Supplied material.

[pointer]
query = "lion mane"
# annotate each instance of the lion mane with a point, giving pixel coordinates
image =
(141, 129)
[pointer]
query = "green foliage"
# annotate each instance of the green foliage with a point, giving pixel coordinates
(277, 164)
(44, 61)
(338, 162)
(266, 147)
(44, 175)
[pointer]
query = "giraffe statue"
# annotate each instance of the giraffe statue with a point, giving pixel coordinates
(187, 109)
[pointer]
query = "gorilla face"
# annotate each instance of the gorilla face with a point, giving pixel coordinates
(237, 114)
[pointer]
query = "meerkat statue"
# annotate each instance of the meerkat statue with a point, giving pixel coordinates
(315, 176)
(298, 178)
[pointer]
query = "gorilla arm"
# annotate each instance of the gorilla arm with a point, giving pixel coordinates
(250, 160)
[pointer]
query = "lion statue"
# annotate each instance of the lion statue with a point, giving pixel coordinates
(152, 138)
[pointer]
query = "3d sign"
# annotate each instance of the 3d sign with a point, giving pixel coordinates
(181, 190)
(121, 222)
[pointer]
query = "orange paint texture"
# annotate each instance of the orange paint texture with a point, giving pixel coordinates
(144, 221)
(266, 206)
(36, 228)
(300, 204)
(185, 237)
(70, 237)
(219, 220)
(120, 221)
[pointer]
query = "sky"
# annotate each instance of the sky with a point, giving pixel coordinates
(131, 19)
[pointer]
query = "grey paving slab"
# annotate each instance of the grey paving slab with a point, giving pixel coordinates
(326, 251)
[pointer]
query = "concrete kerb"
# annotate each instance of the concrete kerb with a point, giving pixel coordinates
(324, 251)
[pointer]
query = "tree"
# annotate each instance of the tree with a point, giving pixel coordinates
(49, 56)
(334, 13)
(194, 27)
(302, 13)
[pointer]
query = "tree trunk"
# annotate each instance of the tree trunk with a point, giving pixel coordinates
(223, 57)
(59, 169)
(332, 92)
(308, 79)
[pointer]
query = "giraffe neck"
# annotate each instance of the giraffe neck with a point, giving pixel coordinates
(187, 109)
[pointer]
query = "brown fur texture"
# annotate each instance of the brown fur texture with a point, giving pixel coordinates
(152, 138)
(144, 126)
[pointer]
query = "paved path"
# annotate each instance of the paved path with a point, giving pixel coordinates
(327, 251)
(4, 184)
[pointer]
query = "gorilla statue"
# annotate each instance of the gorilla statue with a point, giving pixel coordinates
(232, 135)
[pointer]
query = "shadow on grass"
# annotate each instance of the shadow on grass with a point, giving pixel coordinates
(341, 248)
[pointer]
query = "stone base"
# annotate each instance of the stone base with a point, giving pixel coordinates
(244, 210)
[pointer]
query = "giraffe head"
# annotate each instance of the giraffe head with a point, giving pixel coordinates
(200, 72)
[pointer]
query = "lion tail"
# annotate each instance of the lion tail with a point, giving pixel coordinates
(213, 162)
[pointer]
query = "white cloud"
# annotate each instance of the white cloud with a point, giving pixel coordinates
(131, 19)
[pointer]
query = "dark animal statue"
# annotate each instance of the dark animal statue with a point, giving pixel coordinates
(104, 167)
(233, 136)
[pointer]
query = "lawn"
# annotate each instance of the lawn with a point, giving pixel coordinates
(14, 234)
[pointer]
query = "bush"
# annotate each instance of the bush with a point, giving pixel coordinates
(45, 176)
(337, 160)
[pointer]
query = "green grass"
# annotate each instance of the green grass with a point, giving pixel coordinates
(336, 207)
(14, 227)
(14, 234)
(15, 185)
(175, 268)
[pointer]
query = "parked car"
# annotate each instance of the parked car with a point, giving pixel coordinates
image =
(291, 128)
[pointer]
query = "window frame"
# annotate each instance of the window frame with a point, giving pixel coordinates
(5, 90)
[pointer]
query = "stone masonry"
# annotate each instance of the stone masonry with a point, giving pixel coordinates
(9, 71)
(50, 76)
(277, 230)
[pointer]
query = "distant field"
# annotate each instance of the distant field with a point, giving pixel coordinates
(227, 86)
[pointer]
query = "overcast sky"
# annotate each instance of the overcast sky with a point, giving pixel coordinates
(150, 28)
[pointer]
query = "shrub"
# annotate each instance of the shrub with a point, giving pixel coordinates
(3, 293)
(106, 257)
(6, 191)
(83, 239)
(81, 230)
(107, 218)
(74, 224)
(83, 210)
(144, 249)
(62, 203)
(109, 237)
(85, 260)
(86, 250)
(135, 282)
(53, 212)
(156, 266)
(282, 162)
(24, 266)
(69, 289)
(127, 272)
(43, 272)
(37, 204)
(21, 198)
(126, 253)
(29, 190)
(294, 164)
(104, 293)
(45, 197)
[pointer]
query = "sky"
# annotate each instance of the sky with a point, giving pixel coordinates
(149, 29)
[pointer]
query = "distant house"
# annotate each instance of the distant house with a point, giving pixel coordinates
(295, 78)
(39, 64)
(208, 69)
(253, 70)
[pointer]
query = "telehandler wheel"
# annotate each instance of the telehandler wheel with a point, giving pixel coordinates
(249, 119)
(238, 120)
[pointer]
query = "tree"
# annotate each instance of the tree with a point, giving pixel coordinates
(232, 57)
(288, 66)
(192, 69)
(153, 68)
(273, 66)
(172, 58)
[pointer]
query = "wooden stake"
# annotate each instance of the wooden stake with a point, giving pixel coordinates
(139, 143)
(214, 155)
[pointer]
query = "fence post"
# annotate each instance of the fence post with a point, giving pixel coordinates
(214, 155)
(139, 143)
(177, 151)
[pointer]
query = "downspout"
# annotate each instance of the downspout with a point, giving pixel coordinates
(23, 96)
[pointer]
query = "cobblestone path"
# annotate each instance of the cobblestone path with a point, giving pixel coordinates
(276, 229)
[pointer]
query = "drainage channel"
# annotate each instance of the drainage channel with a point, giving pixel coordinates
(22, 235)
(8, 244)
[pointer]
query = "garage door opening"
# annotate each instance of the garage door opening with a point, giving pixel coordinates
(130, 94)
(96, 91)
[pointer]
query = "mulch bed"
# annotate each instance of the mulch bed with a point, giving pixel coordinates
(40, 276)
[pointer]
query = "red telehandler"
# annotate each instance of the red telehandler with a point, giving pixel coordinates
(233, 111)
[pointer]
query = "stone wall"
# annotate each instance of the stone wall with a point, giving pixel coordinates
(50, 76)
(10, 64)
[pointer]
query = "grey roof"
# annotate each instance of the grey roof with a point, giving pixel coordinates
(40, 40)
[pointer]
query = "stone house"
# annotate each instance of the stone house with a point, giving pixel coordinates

Task instructions. Tally the lines in the records that hold the word "mane". Give only the total.

Problem solution. 2